▶ [PROBLEM] Copy the entries below word for word, keeping every line and character unchanged.

▶ [RECORDS SUPPLIED]
++++++++++

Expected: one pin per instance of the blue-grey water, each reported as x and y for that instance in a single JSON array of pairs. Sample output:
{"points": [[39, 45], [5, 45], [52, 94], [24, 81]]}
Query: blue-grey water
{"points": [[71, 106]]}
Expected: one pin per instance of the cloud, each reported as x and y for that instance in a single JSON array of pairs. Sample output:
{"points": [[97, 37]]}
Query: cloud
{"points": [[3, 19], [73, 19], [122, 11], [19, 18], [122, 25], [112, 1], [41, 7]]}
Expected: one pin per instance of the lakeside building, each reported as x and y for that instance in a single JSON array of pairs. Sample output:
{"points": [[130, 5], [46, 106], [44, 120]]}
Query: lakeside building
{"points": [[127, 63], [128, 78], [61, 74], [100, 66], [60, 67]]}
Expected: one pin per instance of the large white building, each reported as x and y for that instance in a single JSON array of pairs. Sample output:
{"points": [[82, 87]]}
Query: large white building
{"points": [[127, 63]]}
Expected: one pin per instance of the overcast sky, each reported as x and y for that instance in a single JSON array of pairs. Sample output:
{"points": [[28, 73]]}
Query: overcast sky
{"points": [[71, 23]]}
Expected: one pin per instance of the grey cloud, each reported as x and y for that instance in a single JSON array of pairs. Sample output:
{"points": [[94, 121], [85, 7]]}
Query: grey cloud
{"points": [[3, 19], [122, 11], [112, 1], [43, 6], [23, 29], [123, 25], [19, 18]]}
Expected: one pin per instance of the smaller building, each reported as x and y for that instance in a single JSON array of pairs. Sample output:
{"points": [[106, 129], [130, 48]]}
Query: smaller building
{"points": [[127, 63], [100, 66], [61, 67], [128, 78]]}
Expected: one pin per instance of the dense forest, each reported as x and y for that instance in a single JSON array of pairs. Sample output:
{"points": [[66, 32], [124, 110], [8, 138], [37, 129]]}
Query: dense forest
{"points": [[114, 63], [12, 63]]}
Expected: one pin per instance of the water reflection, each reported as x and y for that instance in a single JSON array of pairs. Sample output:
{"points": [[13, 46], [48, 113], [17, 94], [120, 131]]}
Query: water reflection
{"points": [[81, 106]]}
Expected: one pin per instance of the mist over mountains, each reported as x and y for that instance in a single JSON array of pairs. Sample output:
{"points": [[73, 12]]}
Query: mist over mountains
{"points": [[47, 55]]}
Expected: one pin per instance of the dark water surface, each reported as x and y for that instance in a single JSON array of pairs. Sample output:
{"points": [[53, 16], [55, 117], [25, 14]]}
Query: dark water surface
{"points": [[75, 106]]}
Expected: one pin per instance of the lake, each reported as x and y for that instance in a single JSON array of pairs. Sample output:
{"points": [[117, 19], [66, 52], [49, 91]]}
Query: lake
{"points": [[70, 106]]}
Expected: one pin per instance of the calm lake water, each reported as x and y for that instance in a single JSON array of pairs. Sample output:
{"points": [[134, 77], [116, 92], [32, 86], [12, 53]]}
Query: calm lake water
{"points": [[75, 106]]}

++++++++++

▶ [ANSWER TO THIS EXERCISE]
Expected: one pin per instance of the blue-grey water, each reported as x and y for that instance in a single JSON array of pairs. Sample output:
{"points": [[39, 45], [5, 45], [52, 94], [24, 81]]}
Query: blue-grey water
{"points": [[71, 106]]}
Expected: one pin per instance of the cloud, each reported as x and y for that instance in a single JSON array of pairs. Sample output:
{"points": [[97, 37]]}
Query: cloud
{"points": [[3, 19], [73, 19], [122, 11], [19, 18], [122, 25], [112, 1], [41, 7]]}
Expected: one pin per instance of the lakeside building, each reported as x and y for that instance in a single JSON array of pairs. Sample output:
{"points": [[130, 5], [46, 106], [44, 120]]}
Query: lakeside building
{"points": [[127, 63], [128, 78], [61, 74], [100, 66], [60, 67]]}
Expected: one pin per instance of the large white building, each reported as x and y for that instance in a single JSON array of pairs. Sample output:
{"points": [[82, 87]]}
Query: large white building
{"points": [[127, 63]]}
Expected: one pin per instance of the overcast sky, each reported as x and y for that instance in a single JSON array of pairs. Sample output:
{"points": [[28, 73]]}
Query: overcast sky
{"points": [[71, 23]]}
Expected: one pin per instance of the grey cloud, each reported as x and y for that instance in a single JSON array of pairs. Sample output:
{"points": [[94, 121], [85, 7]]}
Query: grey cloud
{"points": [[3, 19], [122, 11], [112, 1], [43, 6], [23, 29], [123, 25], [19, 18]]}
Expected: one pin per instance of the smaller building, each reported as x and y for that instance in a single JSON array of pairs. Sample output:
{"points": [[106, 129], [130, 48]]}
Query: smaller building
{"points": [[127, 63], [100, 66], [61, 67], [128, 78]]}
Expected: one pin per instance of the dense forest, each reported as x and y for that instance in a single JSON array of pairs. Sample output:
{"points": [[66, 32], [124, 110], [8, 138], [37, 129]]}
Query: dense forest
{"points": [[114, 63], [12, 63]]}
Expected: one pin per instance of the water reflection, each reported as x and y for that instance in a single JSON array of pairs. Sample output:
{"points": [[13, 46], [48, 113], [17, 94], [120, 131]]}
Query: water reflection
{"points": [[81, 106]]}
Expected: one pin per instance of the mist over mountains, each reported as x and y for that instance in a single JSON array of pairs. Sample output:
{"points": [[73, 12]]}
Query: mist over mountains
{"points": [[47, 55]]}
Expected: one pin per instance of the dark water surface, each reported as x and y for that instance in a single JSON array of pairs. Sample output:
{"points": [[53, 16], [55, 117], [25, 14]]}
Query: dark water surface
{"points": [[75, 106]]}
Expected: one pin per instance of the lake, each reported as x and y for that instance in a single JSON array of pairs. Sample output:
{"points": [[117, 19], [66, 52], [49, 91]]}
Query: lake
{"points": [[70, 106]]}
Expected: one pin per instance of the calm lake water, each reported as x and y for that instance in a single JSON array of pairs. Sample output:
{"points": [[134, 77], [116, 92], [32, 86], [12, 53]]}
Query: calm lake water
{"points": [[75, 106]]}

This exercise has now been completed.